#### TO DO
Turn the lines of the data below into a numbered list, starting with the line that contains "Outline every instance of the leafless bush." and going on through the end of the data. Skip blank lines, and leave the pictures out of your answer.

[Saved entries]
_ _ _ _

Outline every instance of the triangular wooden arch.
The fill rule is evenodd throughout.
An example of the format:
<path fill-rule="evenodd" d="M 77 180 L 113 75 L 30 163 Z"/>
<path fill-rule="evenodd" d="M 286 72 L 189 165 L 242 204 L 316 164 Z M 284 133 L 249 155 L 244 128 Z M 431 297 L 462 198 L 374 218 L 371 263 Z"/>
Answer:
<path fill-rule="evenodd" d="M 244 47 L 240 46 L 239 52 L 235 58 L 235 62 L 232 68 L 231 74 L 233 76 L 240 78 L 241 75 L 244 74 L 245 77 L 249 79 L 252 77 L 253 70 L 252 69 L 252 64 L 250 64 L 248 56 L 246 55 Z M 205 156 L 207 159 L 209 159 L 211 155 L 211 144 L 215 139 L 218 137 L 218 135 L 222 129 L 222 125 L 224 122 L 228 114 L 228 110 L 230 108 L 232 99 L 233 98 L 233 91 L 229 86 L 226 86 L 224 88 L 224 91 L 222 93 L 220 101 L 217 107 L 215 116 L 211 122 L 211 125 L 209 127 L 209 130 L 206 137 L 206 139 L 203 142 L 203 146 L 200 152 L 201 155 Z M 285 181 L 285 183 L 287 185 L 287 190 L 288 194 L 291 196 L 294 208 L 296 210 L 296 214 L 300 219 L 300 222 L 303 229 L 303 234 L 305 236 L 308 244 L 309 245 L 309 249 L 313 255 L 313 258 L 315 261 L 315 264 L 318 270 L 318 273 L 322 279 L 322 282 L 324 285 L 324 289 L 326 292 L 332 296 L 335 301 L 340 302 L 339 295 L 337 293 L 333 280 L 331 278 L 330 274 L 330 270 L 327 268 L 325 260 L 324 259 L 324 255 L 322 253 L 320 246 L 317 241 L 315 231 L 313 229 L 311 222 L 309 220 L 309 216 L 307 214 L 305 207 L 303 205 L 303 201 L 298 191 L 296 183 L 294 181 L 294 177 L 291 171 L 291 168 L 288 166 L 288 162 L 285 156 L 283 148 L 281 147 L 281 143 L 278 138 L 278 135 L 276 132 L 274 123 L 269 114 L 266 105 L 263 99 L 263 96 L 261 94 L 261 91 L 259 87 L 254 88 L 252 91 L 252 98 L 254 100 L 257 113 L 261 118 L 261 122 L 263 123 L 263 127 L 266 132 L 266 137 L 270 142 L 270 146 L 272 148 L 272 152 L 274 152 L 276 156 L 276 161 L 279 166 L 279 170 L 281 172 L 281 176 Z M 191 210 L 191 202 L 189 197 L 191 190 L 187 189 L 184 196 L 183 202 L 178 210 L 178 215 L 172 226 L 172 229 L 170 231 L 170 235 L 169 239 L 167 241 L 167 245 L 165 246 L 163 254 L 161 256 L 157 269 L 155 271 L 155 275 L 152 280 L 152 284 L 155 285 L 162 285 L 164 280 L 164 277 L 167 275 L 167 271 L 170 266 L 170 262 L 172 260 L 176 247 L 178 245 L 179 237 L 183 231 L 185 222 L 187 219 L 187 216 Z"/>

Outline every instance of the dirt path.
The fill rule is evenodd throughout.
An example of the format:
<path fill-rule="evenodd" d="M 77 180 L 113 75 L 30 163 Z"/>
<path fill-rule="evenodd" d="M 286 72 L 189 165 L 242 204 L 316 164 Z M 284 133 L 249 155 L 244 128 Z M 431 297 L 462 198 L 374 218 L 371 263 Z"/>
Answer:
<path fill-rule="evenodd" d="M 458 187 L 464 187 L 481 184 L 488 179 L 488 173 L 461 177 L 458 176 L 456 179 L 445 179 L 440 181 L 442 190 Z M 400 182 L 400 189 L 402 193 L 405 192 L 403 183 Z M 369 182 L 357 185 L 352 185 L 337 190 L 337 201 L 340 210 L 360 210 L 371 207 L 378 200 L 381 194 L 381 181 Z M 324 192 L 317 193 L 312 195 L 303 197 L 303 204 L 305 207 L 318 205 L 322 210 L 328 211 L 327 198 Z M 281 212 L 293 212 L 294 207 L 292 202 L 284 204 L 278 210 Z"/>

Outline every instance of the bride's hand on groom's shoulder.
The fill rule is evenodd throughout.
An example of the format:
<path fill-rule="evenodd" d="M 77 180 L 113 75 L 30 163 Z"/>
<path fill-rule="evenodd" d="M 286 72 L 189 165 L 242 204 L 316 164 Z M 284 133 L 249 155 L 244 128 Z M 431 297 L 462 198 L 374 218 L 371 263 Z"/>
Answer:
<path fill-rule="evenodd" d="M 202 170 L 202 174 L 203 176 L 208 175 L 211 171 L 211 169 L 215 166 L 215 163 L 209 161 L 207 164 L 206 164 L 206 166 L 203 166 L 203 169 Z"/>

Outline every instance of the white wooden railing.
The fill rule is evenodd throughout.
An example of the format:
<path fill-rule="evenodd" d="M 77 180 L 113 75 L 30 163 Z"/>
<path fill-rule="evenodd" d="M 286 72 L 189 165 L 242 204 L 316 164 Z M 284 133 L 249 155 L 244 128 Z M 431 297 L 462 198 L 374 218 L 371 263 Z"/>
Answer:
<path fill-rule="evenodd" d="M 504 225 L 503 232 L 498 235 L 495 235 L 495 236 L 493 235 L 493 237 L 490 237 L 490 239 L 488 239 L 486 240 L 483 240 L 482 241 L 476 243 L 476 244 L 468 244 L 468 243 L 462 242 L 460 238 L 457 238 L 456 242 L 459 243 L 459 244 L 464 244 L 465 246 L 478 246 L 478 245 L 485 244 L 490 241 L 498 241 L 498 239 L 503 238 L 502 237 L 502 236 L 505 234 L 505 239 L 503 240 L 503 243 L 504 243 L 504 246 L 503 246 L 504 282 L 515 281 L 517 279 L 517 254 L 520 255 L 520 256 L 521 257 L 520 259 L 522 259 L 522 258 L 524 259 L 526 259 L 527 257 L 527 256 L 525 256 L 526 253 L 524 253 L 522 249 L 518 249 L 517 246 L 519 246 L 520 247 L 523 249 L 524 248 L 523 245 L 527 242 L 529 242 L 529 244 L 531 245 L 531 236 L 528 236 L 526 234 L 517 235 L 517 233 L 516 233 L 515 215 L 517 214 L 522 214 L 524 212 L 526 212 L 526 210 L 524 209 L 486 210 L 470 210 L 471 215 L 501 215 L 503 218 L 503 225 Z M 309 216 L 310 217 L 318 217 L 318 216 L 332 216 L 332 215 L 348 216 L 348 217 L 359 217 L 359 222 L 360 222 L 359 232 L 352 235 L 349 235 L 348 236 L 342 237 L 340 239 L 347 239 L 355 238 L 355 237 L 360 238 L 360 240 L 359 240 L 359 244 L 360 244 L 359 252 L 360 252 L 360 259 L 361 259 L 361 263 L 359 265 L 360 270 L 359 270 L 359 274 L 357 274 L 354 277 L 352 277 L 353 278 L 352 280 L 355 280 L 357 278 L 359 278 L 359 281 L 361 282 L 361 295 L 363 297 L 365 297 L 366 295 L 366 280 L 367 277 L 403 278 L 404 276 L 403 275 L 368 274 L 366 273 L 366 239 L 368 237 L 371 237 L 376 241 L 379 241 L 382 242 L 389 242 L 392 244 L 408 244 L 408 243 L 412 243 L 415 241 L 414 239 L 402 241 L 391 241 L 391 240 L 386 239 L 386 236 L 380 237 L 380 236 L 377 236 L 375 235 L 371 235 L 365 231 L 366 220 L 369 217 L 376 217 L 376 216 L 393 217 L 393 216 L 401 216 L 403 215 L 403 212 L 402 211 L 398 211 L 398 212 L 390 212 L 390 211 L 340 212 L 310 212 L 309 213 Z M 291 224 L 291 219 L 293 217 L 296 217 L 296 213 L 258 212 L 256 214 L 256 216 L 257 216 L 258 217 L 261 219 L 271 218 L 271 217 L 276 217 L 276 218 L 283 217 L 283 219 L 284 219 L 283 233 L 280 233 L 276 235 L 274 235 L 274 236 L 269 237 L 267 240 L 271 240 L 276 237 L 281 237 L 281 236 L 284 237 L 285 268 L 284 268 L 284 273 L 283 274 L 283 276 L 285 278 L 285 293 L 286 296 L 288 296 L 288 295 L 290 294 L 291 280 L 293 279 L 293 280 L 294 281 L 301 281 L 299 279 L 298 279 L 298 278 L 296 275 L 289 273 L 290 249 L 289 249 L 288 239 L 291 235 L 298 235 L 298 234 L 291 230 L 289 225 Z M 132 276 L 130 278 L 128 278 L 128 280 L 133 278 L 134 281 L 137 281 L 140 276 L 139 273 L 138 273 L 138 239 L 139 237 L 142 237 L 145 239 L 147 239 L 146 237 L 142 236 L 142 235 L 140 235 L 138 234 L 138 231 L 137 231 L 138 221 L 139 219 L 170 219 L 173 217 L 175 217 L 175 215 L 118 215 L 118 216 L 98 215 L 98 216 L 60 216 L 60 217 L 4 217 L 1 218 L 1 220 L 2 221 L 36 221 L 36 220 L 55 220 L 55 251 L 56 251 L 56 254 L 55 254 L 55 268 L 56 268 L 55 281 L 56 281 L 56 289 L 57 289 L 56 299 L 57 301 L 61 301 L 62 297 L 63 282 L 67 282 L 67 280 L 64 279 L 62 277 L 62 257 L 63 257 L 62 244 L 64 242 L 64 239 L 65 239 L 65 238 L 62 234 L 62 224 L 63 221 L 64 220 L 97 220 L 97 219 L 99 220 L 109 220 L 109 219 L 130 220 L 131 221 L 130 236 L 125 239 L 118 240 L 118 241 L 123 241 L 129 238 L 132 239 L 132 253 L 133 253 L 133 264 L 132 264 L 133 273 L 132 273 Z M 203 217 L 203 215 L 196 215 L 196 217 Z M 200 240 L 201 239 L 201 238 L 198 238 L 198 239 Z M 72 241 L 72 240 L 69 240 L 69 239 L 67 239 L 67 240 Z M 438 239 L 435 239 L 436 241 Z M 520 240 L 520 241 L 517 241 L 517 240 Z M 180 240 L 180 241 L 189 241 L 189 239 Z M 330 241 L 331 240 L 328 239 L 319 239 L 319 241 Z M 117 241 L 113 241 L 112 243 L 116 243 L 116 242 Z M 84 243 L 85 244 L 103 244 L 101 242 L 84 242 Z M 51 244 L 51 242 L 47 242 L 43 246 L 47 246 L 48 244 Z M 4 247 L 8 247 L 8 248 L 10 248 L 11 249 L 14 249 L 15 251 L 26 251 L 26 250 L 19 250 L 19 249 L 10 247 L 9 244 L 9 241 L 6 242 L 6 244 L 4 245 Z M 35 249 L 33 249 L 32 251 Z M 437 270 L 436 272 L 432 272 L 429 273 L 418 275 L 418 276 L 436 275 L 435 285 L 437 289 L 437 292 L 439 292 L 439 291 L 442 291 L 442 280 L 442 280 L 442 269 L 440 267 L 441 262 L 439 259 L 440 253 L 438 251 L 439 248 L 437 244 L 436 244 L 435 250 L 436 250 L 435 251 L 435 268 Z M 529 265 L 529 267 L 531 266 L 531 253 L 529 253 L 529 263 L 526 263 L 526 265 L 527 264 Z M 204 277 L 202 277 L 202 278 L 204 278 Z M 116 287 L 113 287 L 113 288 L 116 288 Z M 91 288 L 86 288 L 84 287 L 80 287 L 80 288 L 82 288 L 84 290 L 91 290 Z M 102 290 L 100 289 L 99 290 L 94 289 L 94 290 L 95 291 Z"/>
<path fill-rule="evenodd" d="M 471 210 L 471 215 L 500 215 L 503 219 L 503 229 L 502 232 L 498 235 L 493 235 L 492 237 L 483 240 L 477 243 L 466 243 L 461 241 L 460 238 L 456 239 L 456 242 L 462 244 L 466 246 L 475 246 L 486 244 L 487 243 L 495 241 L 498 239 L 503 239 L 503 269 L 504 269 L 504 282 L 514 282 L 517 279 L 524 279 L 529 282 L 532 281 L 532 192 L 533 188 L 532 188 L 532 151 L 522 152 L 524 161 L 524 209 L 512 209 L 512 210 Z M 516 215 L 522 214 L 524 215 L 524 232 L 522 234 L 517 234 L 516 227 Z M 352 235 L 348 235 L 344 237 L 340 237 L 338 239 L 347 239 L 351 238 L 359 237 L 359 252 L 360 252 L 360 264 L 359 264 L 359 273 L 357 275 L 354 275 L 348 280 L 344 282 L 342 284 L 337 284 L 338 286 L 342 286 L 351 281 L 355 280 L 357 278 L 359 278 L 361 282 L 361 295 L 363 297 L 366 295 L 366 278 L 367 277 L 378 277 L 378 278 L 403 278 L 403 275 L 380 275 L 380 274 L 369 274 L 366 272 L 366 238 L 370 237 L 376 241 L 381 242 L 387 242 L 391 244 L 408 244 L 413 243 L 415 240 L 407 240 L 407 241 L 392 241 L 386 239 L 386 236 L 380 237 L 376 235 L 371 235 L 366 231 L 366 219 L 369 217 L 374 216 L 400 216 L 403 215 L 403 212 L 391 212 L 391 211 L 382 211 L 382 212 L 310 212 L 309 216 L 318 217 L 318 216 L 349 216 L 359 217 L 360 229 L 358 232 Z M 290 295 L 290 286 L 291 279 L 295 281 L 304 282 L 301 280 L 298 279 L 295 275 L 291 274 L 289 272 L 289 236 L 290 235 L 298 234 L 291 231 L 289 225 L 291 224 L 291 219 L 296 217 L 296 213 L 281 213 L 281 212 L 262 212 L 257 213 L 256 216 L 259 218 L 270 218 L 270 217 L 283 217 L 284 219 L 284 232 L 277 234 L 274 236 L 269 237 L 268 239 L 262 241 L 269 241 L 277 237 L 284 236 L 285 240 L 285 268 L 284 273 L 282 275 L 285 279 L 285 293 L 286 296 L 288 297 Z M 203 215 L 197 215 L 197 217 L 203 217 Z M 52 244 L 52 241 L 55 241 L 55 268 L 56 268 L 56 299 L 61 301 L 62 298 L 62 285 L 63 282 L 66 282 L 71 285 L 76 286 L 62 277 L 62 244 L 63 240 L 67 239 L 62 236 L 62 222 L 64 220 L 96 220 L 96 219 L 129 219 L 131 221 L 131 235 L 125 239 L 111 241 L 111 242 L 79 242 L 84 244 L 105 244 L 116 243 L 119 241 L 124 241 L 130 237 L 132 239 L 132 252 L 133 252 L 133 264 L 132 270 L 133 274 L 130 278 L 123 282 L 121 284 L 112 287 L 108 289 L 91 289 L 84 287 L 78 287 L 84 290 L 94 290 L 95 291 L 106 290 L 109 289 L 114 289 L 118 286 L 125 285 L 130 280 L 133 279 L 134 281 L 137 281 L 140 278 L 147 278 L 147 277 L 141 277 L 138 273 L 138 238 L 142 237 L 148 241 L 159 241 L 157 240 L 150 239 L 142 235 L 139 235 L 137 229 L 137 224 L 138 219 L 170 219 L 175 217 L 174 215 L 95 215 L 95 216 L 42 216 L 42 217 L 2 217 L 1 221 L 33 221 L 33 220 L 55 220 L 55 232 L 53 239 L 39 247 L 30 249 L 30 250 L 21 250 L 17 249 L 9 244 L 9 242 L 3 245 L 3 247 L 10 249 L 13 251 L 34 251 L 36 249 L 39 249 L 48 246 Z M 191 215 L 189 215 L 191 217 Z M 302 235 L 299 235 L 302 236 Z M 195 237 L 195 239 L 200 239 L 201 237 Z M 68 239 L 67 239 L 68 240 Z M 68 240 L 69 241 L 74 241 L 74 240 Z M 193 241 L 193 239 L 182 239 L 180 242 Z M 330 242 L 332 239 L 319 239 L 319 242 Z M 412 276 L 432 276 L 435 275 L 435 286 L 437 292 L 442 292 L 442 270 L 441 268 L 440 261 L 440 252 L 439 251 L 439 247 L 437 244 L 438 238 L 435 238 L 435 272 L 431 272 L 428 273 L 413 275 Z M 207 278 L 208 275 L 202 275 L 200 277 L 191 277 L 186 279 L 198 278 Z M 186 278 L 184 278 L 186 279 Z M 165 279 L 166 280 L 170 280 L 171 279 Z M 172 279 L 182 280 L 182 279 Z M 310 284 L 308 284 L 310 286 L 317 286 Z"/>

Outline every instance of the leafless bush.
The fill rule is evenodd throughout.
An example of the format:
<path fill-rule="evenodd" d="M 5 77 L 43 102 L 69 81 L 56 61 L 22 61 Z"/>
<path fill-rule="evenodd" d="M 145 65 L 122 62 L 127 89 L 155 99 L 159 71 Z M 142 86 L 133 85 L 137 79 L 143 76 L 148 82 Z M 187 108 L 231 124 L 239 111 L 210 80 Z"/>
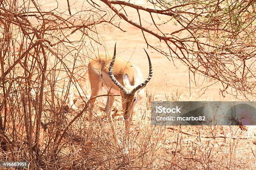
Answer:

_ _ _ _

#### RESULT OF THIS TASK
1. Outline every instance of the leafless bush.
2. The fill rule is evenodd throughout.
3. An example of the format:
4. <path fill-rule="evenodd" d="M 5 77 L 43 102 L 69 81 L 56 61 L 22 61 Z"/>
5. <path fill-rule="evenodd" d="M 145 65 L 122 62 L 127 89 L 155 99 L 159 71 Z M 142 86 L 133 85 L 137 79 L 143 76 L 148 82 Z M 187 108 L 231 124 L 239 111 L 210 80 Z"/>
6. Answer:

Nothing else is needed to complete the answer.